Giter Site home page Giter Site logo

Extract and set metadata? about go-fitz HOT 11 CLOSED

gen2brain avatar gen2brain commented on July 17, 2024
Extract and set metadata?

from go-fitz.

Comments (11)

gen2brain avatar gen2brain commented on July 17, 2024

Hello,

ToC() and Metadata() are added in c281116 .
No plans to add functions for editing.

from go-fitz.

gennaios avatar gennaios commented on July 17, 2024

Thank you very much. I will test it out soon. If I need editing, I'll try looking at your code and maybe adding it.

from go-fitz.

gen2brain avatar gen2brain commented on July 17, 2024

No problem. PRs welcome.

from go-fitz.

gennaios avatar gennaios commented on July 17, 2024

Tested the TOC. Works great. Looking at the code for PyMuPDF, 1 is added to all pages where the page isn't equal to -1. Seems correct. Looks like MuPDF returns page numbers with an index of 0, meaning 0 is physical page 1.

For pages with a value of -1, it seems PDFs store additional bookmark info. I have at least one problematic PDF for which most apps have problems reading the TOC. Jpfbookmarks, open source Java, reads them correctly by processing some additional info but even Acrobat doesn't so perhaps its not worth trying to process them since other PDF readers such as macOS Preview also do not properly link them. Unsure about that.

from go-fitz.

▶ [TASKS]
1 - Copy out everything in the records from the line containing "Spot the stone urn" down to the end of the records.
2 - Continue the go-fitz metadata thread from where it stops.
The thread above and the records below come from unrelated sources.

▶ [RECORDS TO PROCESS]
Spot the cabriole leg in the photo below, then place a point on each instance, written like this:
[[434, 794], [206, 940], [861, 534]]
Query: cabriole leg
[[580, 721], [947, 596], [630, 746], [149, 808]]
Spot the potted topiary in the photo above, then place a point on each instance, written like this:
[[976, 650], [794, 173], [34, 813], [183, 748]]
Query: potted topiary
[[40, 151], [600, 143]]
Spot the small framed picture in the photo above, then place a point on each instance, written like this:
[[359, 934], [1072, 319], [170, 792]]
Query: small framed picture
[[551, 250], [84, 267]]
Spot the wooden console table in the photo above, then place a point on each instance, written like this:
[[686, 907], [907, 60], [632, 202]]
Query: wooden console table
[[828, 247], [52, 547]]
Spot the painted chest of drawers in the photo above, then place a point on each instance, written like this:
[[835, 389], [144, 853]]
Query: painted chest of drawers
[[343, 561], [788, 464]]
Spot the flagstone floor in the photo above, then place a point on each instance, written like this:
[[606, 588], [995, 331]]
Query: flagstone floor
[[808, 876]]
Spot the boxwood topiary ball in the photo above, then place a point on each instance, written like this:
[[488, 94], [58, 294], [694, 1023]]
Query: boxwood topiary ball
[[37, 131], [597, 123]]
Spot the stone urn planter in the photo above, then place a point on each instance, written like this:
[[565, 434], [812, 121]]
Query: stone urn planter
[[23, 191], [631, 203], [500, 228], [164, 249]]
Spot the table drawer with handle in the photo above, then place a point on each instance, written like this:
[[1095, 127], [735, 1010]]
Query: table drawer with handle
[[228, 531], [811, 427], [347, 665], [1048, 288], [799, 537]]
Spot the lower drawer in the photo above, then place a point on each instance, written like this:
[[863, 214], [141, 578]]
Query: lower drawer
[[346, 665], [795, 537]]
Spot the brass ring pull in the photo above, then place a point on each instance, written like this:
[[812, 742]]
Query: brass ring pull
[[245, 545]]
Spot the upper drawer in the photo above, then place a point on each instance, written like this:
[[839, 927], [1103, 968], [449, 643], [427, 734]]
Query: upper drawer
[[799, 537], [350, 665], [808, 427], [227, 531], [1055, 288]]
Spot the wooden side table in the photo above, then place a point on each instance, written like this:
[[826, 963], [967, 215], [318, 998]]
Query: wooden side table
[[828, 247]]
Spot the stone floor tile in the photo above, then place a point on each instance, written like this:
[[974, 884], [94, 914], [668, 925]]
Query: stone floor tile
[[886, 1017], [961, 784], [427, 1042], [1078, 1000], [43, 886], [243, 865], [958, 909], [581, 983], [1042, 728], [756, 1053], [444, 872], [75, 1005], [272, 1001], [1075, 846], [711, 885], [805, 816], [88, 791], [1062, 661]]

▶ [ANSWERS IN ORDER]
1 -
Spot the stone urn planter in the photo above, then place a point on each instance, written like this:
[[565, 434], [812, 121]]
Query: stone urn planter
[[23, 191], [631, 203], [500, 228], [164, 249]]
Spot the table drawer with handle in the photo above, then place a point on each instance, written like this:
[[1095, 127], [735, 1010]]
Query: table drawer with handle
[[228, 531], [811, 427], [347, 665], [1048, 288], [799, 537]]
Spot the lower drawer in the photo above, then place a point on each instance, written like this:
[[863, 214], [141, 578]]
Query: lower drawer
[[346, 665], [795, 537]]
Spot the brass ring pull in the photo above, then place a point on each instance, written like this:
[[812, 742]]
Query: brass ring pull
[[245, 545]]
Spot the upper drawer in the photo above, then place a point on each instance, written like this:
[[839, 927], [1103, 968], [449, 643], [427, 734]]
Query: upper drawer
[[799, 537], [350, 665], [808, 427], [227, 531], [1055, 288]]
Spot the wooden side table in the photo above, then place a point on each instance, written like this:
[[826, 963], [967, 215], [318, 998]]
Query: wooden side table
[[828, 247]]
Spot the stone floor tile in the photo above, then place a point on each instance, written like this:
[[974, 884], [94, 914], [668, 925]]
Query: stone floor tile
[[886, 1017], [961, 784], [427, 1042], [1078, 1000], [43, 886], [243, 865], [958, 909], [581, 983], [1042, 728], [756, 1053], [444, 872], [75, 1005], [272, 1001], [1075, 846], [711, 885], [805, 816], [88, 791], [1062, 661]]

2 -
gennaios avatar gennaios commented on July 17, 2024

FYI, I'm not too familiar with Golang though some note that ReadAll might not be the best way to read in files. Curious about performance with large PDFs like in the hundreds of MBs. I'm also not familiar with the PDF spec. The question is if I am processing a lot of PDFs to read only metadata such as creating an external catalog, is the PDF file structure as such where within the PDF there's some info stored where one could then seek directly to some part of the file and read such data without reading in the whole file. Unsure if that is possible or if MuPDF itself supports such if it is. Will look into it later.

from go-fitz.

gen2brain avatar gen2brain commented on July 17, 2024

ReadAll is used in case you use NewFromMemory or NewFromReader, the default with New is to open the document from the file path, and if you use New and just read ToC it knows what to do and will read just that. At least that is how I imagine it works, don't know all internals but just what I noticed so far from MuPDF API.

from go-fitz.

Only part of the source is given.